* [Data lines]
○ ○ ○ ○

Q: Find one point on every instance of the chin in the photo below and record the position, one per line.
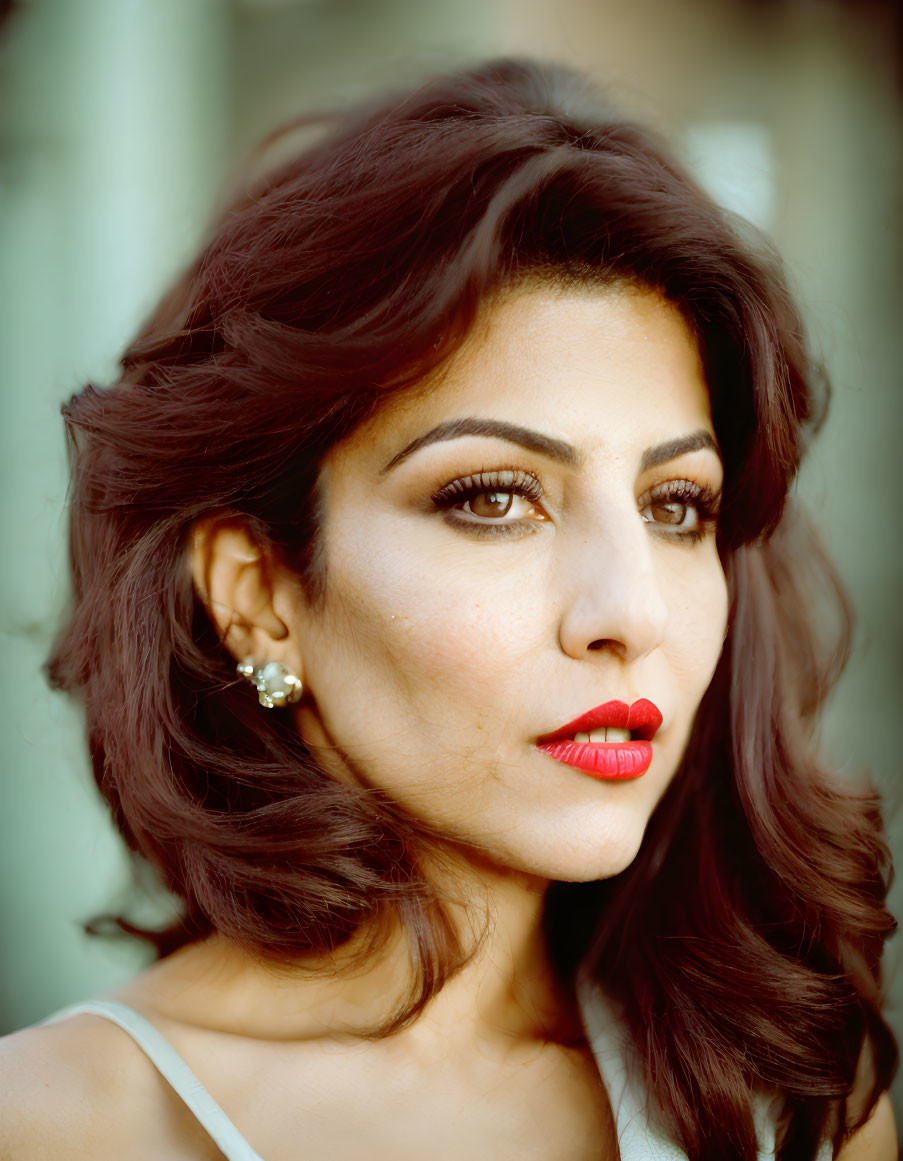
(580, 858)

○ ○ ○ ○

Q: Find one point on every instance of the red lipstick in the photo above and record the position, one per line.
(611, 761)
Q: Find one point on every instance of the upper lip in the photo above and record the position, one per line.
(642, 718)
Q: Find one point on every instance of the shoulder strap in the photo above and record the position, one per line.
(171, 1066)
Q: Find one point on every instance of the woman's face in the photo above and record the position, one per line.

○ ○ ○ ○

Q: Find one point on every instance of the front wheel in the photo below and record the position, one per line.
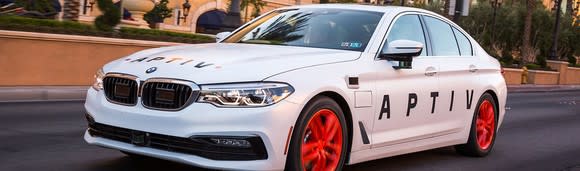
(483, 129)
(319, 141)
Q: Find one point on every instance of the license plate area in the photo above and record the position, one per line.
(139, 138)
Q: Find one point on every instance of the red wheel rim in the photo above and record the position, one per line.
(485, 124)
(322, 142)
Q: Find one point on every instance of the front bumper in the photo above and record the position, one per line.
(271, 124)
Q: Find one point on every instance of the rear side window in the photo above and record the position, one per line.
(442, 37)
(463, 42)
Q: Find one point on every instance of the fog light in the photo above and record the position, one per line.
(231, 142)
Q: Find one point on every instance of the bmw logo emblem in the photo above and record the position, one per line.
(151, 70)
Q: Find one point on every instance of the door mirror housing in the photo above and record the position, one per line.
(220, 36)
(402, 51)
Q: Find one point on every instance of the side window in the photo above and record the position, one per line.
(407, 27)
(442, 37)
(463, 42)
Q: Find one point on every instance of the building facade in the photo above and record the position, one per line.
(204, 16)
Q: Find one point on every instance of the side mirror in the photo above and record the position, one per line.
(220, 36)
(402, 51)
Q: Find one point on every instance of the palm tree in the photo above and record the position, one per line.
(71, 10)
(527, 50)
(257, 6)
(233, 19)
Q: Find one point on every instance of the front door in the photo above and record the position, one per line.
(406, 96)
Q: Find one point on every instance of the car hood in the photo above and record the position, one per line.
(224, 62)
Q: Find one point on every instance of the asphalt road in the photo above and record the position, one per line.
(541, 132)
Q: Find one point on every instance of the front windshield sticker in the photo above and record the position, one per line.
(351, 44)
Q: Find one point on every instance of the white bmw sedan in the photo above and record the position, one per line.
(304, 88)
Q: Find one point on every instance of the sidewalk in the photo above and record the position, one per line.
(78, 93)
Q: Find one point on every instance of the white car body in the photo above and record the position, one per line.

○ ○ ○ ○

* [Your task] Reproduce the lines of the material above from the line containing "Q: Find one point on every instance of the sidewalk" through the line containing "Q: Find one point on every instance of the white car", with both of those lines included.

* [Reply to the exercise]
Q: Find one point on every instance of the sidewalk in the photo above and record the position, one per line.
(78, 93)
Q: Find one point on every instance of the white car body in the photo above and record the position, one per line.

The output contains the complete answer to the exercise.